Requirement –
Return the listing below in full, with every line exactly as it is.

Records from a collection
──────────────────────────────
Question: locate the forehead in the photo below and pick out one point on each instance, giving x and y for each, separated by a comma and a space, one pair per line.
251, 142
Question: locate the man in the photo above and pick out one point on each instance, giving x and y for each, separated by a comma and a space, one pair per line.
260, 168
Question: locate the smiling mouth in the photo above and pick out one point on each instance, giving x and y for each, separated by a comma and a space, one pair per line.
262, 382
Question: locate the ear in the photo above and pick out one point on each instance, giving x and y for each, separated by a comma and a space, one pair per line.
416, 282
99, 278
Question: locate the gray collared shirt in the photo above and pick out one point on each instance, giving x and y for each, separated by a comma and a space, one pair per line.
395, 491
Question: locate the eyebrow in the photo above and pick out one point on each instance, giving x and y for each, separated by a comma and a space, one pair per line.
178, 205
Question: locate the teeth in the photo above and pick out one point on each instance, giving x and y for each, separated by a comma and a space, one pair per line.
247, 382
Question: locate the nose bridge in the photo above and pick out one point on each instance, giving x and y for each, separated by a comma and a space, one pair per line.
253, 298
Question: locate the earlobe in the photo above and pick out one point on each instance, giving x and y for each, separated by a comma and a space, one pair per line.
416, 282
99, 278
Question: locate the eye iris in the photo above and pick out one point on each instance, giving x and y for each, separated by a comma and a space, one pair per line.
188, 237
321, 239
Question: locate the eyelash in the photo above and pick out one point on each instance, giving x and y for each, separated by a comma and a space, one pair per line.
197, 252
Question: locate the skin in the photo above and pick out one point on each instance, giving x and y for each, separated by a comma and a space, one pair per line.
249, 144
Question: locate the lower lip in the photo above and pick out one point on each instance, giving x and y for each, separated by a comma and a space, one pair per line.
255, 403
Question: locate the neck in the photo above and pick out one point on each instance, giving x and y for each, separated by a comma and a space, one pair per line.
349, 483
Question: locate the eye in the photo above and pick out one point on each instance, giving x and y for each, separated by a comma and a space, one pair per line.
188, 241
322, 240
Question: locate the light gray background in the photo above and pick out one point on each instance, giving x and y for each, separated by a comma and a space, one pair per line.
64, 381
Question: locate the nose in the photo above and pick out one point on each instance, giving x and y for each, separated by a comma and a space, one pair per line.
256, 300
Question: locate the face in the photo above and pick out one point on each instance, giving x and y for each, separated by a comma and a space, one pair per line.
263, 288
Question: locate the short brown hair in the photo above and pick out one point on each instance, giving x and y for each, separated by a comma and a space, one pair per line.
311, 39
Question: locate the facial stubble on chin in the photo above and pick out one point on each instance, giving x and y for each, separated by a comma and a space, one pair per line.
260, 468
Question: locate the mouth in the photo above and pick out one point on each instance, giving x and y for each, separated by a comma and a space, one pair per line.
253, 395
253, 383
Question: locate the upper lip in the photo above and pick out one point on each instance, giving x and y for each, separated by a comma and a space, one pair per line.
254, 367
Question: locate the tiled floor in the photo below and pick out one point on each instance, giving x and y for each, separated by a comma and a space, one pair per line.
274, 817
──────────────────────────────
Task response –
Question: locate the forehead in the photo below and pick out one point on each instance, giving x and y for each, separated by a comma and a space, one pair per line.
251, 142
Question: locate the man in the photo above and pick out one point on each instance, giving x and y for each, separated by a comma and a space, one pair per line.
260, 168
Question: locate the smiling mouth in the photo above and pick out one point on each instance, giving x and y for each, separated by a comma and a space, one pair per line.
262, 382
Question: locate the ear in the photo above and pick out one point on each instance, giving x and y for each, separated by a comma and a space, one pair per line.
416, 282
99, 278
Question: locate the gray collared shirt in the photo above and pick out one point on each instance, giving x and y for each, separated by a comma and a space, one pair per line.
395, 491
Question: locate the eyebrow in the photo above and pick out one point on each instance, giving x and y for each, separated by a comma and a space, one pair per line.
178, 205
Question: locate the teeth in the photo above and pick out one point on each instance, giving x and y for each, separated by a comma and a space, one pair per line.
247, 382
Question: locate the nose bridge in the photo above and pick out one point on each instance, giving x and y for each, separated by a comma and a space, one pair per line.
253, 298
Question: locate the earlobe in the photo above and pick out one point on each instance, giving x and y for each, separated by a comma and a space, one pair per line.
416, 282
99, 278
Question: locate the eye iris in the photo above and pick out one point on each instance, giving x and y for each, separated by a comma and a space, one pair per line.
188, 237
321, 239
Question: locate the eyelash in the photo above and pick out one point on each instance, giving x and y for each, separated by a comma and a space, one pair per line.
197, 252
Question: locate the skin in the photo above and pick out one point on each instance, giving x and y for each, separated by a comma and a space, one pair per line.
249, 144
Question: locate the lower lip in the photo above and pick out one point on each instance, giving x and y for each, separated by a comma and a space, one pair per line.
255, 403
Question: locate the neck in the photo above and pick out one point on each instance, giving x and y for each, separated by a comma and a space, one pair per line.
349, 483
Question: locate the eye in the photo above and pick out one point on each instance, giving x and y for each, separated by a comma and a space, one pair per line.
188, 241
322, 240
Question: locate the light gray background in the photo above and pick out one point on each instance, giving x and y for each, separated by a comma and a space, one pair per line.
64, 381
Question: locate the nose in the photo above and pick out one point on each instance, giving x and y for each, separated by a comma and a space, one pair per line.
256, 300
Question: locate the face in the photo above and pick out one point on each instance, giving x and y for each, separated by a comma and a space, one pair per line.
263, 288
Question: locate the short brown hair in the photo above and pick out one point on each instance, giving x and y for each, separated by a comma and a space, one pair per line.
311, 39
Question: locate the facial stubble on chin in the photo above and pick out one point on each instance, giving x and y for each, separated by a comma and a space, one pair per line.
260, 468
Question: locate the mouth in the photo above and pick out one point on each instance, giving x and y for each, separated by a comma and a space, one pair per line.
253, 395
253, 383
Question: locate the upper lip in the photo above and pick out one point on each instance, giving x and y for each, separated by a comma and a space, one pair per line.
254, 367
Question: locate the tiled floor in the photo below and pick out one point on each instance, giving x and y for each, separated by a comma and a space, one pair per line.
274, 817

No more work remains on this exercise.